Your goal ->
Write out every line of the data below as a JSON list of strings, one string per line, skipping blank lines and leaving out the pictures.

Exercise inputs ->
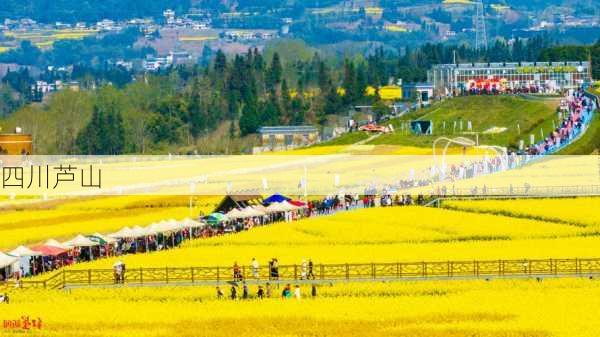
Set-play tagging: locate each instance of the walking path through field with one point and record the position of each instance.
(323, 273)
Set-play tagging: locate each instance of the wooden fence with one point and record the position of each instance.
(326, 272)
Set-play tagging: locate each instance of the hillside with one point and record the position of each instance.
(484, 112)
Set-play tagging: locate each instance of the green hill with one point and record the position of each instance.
(512, 117)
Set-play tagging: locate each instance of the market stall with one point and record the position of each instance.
(30, 262)
(7, 265)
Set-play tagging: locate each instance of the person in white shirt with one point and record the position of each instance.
(297, 292)
(255, 267)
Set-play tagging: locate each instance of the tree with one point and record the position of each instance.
(250, 120)
(286, 104)
(275, 72)
(220, 62)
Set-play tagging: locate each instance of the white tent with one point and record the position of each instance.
(104, 237)
(191, 223)
(236, 214)
(275, 207)
(123, 234)
(7, 260)
(80, 241)
(141, 232)
(57, 244)
(287, 206)
(24, 255)
(164, 226)
(250, 212)
(22, 251)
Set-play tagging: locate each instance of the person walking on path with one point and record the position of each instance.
(268, 290)
(255, 267)
(297, 294)
(245, 291)
(260, 293)
(237, 272)
(303, 270)
(233, 293)
(310, 270)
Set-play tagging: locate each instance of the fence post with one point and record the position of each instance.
(347, 272)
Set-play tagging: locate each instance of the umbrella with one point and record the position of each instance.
(46, 250)
(216, 218)
(123, 233)
(191, 223)
(7, 260)
(251, 211)
(235, 214)
(80, 241)
(275, 198)
(287, 206)
(57, 244)
(23, 251)
(102, 239)
(297, 203)
(274, 208)
(141, 232)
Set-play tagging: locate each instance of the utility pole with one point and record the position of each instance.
(479, 23)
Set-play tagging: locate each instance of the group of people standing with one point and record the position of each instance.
(264, 292)
(273, 270)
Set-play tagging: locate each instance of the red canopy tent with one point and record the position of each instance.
(49, 250)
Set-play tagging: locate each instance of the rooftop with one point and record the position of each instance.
(287, 129)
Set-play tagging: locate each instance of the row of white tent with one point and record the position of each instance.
(259, 210)
(167, 226)
(162, 227)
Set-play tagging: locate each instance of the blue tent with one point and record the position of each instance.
(275, 198)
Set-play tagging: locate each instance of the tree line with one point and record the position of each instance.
(231, 97)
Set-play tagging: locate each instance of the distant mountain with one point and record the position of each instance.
(70, 11)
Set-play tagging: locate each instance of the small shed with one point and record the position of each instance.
(230, 202)
(281, 137)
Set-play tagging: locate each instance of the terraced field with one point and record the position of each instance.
(497, 308)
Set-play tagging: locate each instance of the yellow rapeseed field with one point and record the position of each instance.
(397, 234)
(499, 308)
(63, 219)
(581, 211)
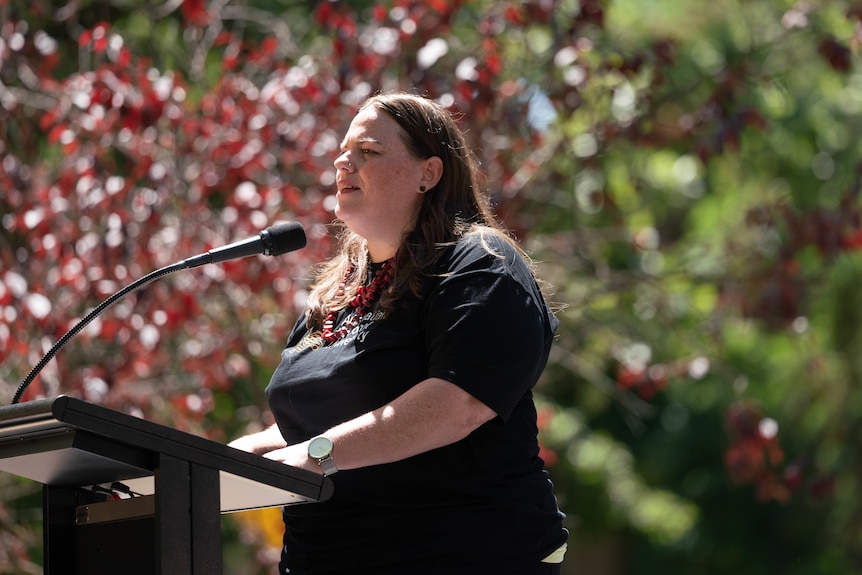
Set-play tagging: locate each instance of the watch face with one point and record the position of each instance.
(319, 447)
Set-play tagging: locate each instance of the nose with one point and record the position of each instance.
(342, 162)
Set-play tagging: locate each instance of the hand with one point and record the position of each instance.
(295, 456)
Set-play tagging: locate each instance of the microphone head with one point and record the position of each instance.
(282, 238)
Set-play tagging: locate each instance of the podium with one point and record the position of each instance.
(125, 495)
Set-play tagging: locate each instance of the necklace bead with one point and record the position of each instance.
(363, 301)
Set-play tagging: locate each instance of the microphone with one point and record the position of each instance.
(273, 241)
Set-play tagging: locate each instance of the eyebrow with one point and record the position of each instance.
(361, 140)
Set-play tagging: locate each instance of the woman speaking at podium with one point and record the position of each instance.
(408, 380)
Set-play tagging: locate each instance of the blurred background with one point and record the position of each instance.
(685, 174)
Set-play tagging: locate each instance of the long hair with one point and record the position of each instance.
(456, 206)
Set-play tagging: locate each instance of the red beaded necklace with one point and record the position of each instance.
(361, 302)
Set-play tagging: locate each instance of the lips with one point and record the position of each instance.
(345, 187)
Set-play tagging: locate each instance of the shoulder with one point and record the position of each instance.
(486, 249)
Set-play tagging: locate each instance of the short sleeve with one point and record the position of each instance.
(488, 329)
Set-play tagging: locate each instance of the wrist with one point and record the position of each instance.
(320, 450)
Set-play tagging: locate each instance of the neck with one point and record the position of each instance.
(380, 253)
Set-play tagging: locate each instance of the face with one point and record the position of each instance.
(379, 182)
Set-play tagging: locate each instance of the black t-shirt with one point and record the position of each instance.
(481, 505)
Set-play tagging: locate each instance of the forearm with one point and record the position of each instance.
(432, 414)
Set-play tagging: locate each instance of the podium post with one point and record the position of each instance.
(176, 487)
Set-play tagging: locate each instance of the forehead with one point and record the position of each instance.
(373, 125)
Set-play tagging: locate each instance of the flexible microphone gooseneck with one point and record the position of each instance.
(273, 241)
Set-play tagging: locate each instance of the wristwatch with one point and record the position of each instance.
(320, 449)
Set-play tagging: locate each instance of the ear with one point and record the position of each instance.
(432, 171)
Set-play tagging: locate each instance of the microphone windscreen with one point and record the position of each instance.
(285, 238)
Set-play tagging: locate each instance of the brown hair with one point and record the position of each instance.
(457, 205)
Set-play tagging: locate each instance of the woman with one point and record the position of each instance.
(410, 374)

Answer in full ->
[
  "Set-play tagging: locate each instance of the walking path through field with one point and record the position of each instance.",
  "(323, 273)",
  "Set-play tagging: locate each instance of the wooden fence with one point and record the position of each instance.",
  "(326, 272)",
  "Set-play tagging: locate each instance of the hillside with one point and record the position of each instance.",
  "(484, 112)",
  "Set-play tagging: locate each instance of the green hill with one point and record the position of each instance.",
  "(512, 117)",
  "Set-play tagging: locate each instance of the market stall with one point and record the position of each instance.",
  "(30, 262)",
  "(7, 265)",
  "Set-play tagging: locate each instance of the person in white shirt with one point and record the position of each instance.",
  "(297, 292)",
  "(255, 267)",
  "Set-play tagging: locate each instance of the tree with one point and record the position of each instance.",
  "(250, 120)",
  "(286, 104)",
  "(275, 72)",
  "(220, 62)",
  "Set-play tagging: locate each instance of the white tent with one point and record the position of each instance.",
  "(104, 237)",
  "(191, 223)",
  "(236, 214)",
  "(275, 207)",
  "(123, 234)",
  "(7, 260)",
  "(80, 241)",
  "(141, 232)",
  "(57, 244)",
  "(287, 206)",
  "(24, 255)",
  "(164, 226)",
  "(250, 212)",
  "(22, 251)",
  "Set-play tagging: locate each instance of the person walking on path with one point and record the position of each instance.",
  "(268, 290)",
  "(255, 267)",
  "(297, 294)",
  "(245, 291)",
  "(260, 293)",
  "(237, 272)",
  "(303, 270)",
  "(233, 293)",
  "(310, 270)",
  "Set-play tagging: locate each instance of the fence post with one point and record the position of each instance.",
  "(347, 272)",
  "Set-play tagging: locate each instance of the umbrella with one point and record the position of each instance.",
  "(46, 250)",
  "(216, 218)",
  "(123, 233)",
  "(191, 223)",
  "(7, 260)",
  "(251, 211)",
  "(235, 214)",
  "(80, 241)",
  "(275, 198)",
  "(287, 206)",
  "(57, 244)",
  "(23, 251)",
  "(102, 239)",
  "(297, 203)",
  "(274, 208)",
  "(141, 232)",
  "Set-play tagging: locate each instance of the utility pole with one point and record the position of each instance.",
  "(479, 23)",
  "Set-play tagging: locate each instance of the group of people standing with one point and record the position of each instance.",
  "(264, 292)",
  "(273, 270)",
  "Set-play tagging: locate each instance of the red canopy tent with one point and record the position of each instance.",
  "(49, 250)",
  "Set-play tagging: locate each instance of the rooftop with one point and record the position of each instance.",
  "(287, 129)",
  "Set-play tagging: locate each instance of the row of white tent with one point and record the position of each instance.",
  "(259, 210)",
  "(167, 226)",
  "(162, 227)",
  "Set-play tagging: locate each instance of the blue tent with one point and record the position of each instance.",
  "(275, 198)",
  "Set-play tagging: locate each instance of the tree line with one point and record the position of each instance.",
  "(231, 97)",
  "Set-play tagging: locate each instance of the distant mountain with one point and record the position of each instance.",
  "(70, 11)",
  "Set-play tagging: locate each instance of the small shed with one point and record the position of each instance.",
  "(230, 202)",
  "(281, 137)",
  "Set-play tagging: locate each instance of the terraced field with one point and record the position of each instance.",
  "(497, 308)",
  "Set-play tagging: locate each instance of the yellow rapeseed field with one point and record the position of each instance.",
  "(397, 234)",
  "(499, 308)",
  "(63, 219)",
  "(581, 211)",
  "Set-play tagging: locate each instance of the watch face with one point and record the position of each instance.",
  "(319, 447)",
  "Set-play tagging: locate each instance of the nose with one point and record the position of each instance.",
  "(342, 162)",
  "Set-play tagging: locate each instance of the hand with one point and record the position of each instance.",
  "(295, 456)",
  "Set-play tagging: locate each instance of the microphone head with one point and record the position of each instance.",
  "(282, 238)",
  "Set-play tagging: locate each instance of the podium with one point and record the position of each instance.",
  "(125, 495)",
  "Set-play tagging: locate each instance of the necklace bead with one point and record the position of each instance.",
  "(363, 301)",
  "Set-play tagging: locate each instance of the microphone with one point and record the position of each instance.",
  "(273, 241)",
  "Set-play tagging: locate each instance of the eyebrow with one point and record the position of each instance.",
  "(361, 140)",
  "Set-play tagging: locate each instance of the woman speaking at podium with one point and record the position of each instance.",
  "(408, 380)",
  "Set-play tagging: locate each instance of the blurred background with one point and record the position of each instance.",
  "(685, 174)",
  "Set-play tagging: locate each instance of the long hair with one point and record the position of each instance.",
  "(456, 206)",
  "Set-play tagging: locate each instance of the red beaded necklace with one point and record the position of each instance.",
  "(361, 302)",
  "Set-play tagging: locate each instance of the lips with one point and record the position of each instance.",
  "(345, 187)",
  "Set-play tagging: locate each instance of the shoulder with one point and record the position of each instance.",
  "(486, 249)",
  "Set-play tagging: locate each instance of the short sleeve with one point and record the position of each instance.",
  "(488, 329)",
  "Set-play tagging: locate each instance of the wrist with one point and record the position of each instance.",
  "(320, 450)",
  "Set-play tagging: locate each instance of the neck with one point and record the position of each instance.",
  "(380, 253)",
  "Set-play tagging: locate each instance of the face with one point and record the position of each instance.",
  "(379, 182)",
  "Set-play tagging: locate each instance of the black t-shirt with one point and record the position of each instance.",
  "(481, 505)",
  "Set-play tagging: locate each instance of the forearm with one point and record the position of each instance.",
  "(432, 414)",
  "Set-play tagging: locate each instance of the podium post with one point and record the position of each instance.",
  "(176, 487)",
  "Set-play tagging: locate each instance of the forehead with one point and record the position of each instance.",
  "(373, 125)",
  "Set-play tagging: locate each instance of the flexible microphone gooseneck with one point and record the position of each instance.",
  "(273, 241)",
  "Set-play tagging: locate each instance of the wristwatch with one point and record the position of each instance.",
  "(320, 449)",
  "Set-play tagging: locate each instance of the ear with one point and record the position of each instance.",
  "(432, 171)",
  "Set-play tagging: locate each instance of the microphone windscreen with one point and record the position of each instance.",
  "(285, 238)",
  "Set-play tagging: locate each instance of the brown hair with one point and record the position of each instance.",
  "(457, 205)",
  "Set-play tagging: locate each instance of the woman with one point and record the position of each instance.",
  "(410, 374)"
]